Photo-based referring expression data>
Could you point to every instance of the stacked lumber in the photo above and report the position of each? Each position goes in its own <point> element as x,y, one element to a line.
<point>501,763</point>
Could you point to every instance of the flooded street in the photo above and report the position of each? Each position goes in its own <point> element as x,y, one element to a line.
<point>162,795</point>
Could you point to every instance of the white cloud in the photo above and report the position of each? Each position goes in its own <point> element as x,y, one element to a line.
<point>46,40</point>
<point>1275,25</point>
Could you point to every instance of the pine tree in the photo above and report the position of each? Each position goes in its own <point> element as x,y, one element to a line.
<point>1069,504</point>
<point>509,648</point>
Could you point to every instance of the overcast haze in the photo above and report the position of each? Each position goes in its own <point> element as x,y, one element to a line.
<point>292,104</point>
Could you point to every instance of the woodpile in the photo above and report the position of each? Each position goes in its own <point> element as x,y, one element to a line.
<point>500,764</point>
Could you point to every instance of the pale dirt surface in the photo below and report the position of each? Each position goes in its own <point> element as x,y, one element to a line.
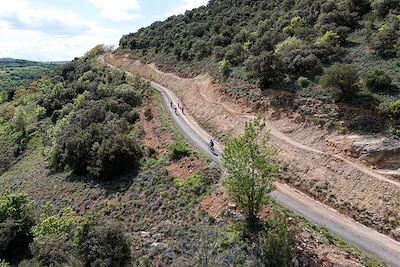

What to work on> Your answer must be an exact copy of the lines from the one with "Could you point to every instance of the overcast" through the final line of the data, both included, without any pictures.

Final answer>
Could you point to every instance of the overcast haze in the photo above and report the position of each? Each position goes in its own <point> element as x,y, one element to a line.
<point>292,104</point>
Could you point to every instance of the woodpile in the photo above and report the position of each? Each position goes in its own <point> element as x,y, one element to a line.
<point>500,764</point>
Could you point to every instance of the pale dirt surface in the photo below and report the position of each? Each position goes in its own <point> element as x,y, one element to a line.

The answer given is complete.